_BRIEF_: Report how many lines of the records below contain the string "woman", with case counting. Give only the number.

_PROVIDED INFORMATION_:
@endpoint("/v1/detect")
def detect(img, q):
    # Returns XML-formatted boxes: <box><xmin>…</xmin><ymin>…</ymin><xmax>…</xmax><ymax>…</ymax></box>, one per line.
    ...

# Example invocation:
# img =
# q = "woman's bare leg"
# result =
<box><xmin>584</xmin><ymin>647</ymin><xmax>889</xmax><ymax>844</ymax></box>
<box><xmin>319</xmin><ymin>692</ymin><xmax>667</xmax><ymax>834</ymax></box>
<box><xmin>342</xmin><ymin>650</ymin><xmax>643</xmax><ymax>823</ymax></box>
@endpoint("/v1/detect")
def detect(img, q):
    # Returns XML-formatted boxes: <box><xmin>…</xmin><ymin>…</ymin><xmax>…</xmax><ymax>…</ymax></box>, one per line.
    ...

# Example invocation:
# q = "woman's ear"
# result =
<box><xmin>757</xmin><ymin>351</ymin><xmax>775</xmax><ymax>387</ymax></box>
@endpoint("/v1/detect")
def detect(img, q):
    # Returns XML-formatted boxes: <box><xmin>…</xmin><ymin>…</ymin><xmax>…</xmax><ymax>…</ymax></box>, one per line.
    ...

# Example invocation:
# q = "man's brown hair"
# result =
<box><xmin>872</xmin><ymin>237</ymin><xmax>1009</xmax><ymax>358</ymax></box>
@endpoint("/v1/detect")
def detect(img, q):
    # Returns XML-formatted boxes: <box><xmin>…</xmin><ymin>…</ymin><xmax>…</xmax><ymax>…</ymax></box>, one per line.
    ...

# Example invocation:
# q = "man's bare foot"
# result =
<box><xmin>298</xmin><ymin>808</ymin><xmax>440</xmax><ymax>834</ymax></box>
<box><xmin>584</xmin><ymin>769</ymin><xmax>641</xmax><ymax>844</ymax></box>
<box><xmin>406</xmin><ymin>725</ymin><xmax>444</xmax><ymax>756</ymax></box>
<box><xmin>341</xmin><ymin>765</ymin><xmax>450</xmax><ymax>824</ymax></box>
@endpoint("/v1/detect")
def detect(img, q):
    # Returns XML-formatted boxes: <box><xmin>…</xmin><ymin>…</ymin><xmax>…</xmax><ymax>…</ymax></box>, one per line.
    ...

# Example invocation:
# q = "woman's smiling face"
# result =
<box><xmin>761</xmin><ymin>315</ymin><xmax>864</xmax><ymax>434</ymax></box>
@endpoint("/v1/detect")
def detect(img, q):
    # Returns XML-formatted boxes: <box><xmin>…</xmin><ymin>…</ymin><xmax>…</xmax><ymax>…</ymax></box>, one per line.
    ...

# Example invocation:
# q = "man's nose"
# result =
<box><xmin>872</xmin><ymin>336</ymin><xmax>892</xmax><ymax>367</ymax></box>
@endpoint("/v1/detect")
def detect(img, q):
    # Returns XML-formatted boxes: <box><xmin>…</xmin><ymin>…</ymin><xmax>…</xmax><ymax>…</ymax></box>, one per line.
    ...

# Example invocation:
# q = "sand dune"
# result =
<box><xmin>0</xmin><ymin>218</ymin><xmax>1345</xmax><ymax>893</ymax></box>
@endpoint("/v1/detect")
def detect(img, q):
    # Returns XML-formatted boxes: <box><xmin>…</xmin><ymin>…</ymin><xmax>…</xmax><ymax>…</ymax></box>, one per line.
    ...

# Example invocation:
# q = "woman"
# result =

_WORKED ANSWER_: 4